Lines from a pointing dataset

* * * *

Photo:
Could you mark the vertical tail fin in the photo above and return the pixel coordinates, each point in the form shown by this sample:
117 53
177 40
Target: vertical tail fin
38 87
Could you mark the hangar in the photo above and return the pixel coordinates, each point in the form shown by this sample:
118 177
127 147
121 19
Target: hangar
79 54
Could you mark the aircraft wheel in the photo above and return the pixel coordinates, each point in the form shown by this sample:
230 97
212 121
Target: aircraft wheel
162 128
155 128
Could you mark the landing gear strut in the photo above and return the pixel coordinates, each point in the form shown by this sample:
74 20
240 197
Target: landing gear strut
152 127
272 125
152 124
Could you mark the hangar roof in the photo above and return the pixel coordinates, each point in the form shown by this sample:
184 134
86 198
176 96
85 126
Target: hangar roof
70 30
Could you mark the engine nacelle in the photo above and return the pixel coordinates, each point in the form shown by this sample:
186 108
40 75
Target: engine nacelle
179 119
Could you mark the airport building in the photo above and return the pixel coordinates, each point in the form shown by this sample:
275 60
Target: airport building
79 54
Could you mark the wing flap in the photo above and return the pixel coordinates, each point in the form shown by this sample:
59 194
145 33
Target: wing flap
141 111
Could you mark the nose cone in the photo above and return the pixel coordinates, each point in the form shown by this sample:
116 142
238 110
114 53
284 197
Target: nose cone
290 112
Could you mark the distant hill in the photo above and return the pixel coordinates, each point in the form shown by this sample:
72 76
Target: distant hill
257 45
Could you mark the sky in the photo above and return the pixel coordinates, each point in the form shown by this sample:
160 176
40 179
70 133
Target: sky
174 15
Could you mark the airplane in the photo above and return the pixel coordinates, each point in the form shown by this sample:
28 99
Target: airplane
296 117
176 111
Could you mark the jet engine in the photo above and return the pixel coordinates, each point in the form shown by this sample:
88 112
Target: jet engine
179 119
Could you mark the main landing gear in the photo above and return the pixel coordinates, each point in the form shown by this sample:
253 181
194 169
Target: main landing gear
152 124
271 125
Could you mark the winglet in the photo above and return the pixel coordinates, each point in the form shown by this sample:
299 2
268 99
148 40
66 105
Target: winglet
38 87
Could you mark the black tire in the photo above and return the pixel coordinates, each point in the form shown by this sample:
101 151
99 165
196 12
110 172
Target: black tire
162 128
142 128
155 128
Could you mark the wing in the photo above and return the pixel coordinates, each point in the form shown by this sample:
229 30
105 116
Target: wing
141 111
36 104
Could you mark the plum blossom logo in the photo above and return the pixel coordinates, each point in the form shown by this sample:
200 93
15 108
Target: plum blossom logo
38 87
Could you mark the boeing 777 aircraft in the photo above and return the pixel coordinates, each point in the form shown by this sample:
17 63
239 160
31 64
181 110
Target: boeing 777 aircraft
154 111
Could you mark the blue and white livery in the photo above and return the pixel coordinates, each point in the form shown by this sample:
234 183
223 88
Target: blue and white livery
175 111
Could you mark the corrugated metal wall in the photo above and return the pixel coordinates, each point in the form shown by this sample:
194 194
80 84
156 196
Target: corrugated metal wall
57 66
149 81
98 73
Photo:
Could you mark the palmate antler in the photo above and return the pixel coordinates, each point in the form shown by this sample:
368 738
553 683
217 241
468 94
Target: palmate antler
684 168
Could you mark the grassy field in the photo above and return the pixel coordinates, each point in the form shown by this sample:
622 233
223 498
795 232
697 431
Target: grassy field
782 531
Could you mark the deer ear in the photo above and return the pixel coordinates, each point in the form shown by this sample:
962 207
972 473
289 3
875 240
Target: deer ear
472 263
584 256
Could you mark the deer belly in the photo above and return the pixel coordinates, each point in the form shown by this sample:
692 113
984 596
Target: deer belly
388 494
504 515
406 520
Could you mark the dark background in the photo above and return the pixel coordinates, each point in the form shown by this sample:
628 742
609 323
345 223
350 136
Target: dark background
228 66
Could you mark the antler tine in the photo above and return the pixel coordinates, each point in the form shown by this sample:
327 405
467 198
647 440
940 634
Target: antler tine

* * * *

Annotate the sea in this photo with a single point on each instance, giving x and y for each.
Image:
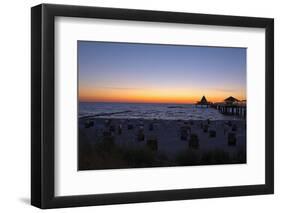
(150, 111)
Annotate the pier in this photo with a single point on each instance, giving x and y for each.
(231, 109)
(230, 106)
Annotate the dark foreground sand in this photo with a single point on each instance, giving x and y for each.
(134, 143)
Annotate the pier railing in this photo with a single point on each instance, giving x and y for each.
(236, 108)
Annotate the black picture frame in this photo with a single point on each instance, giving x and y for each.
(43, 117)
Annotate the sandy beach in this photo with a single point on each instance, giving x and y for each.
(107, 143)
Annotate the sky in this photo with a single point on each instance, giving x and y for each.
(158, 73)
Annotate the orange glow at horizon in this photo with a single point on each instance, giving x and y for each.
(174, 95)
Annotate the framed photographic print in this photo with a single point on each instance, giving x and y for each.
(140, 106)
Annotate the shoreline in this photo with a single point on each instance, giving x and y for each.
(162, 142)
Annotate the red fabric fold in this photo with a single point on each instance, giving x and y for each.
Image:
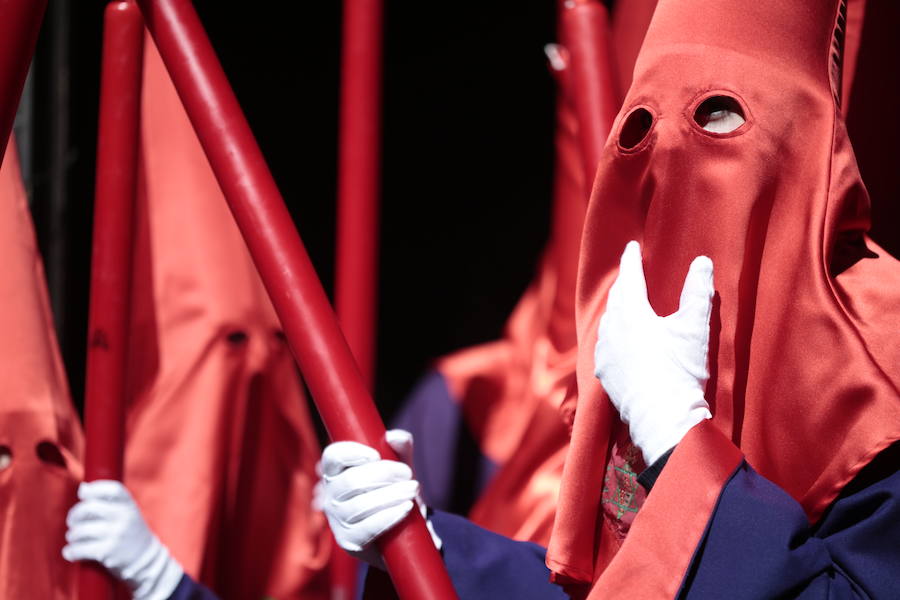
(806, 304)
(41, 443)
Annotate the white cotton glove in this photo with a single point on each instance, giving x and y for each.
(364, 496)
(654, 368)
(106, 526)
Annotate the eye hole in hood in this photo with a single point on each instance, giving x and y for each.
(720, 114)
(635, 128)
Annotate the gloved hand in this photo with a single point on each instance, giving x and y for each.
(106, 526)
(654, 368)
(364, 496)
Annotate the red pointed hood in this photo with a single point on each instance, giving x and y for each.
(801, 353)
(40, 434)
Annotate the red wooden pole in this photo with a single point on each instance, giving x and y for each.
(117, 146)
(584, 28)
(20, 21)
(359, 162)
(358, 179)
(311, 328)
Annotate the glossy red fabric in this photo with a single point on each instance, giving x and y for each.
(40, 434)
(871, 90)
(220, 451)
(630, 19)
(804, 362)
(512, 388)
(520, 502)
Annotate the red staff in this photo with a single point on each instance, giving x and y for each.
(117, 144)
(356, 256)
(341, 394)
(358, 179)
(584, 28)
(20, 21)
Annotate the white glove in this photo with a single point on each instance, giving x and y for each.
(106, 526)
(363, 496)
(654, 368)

* * * *

Which lines above contain the word "hill"? Copy each of those lines in full, treating uppercase and lowercase as different.

**The solution:**
Could you mark the distant hill in the photo above and return the pixel coordinates, each point in the form shown by this sample:
Target: distant hill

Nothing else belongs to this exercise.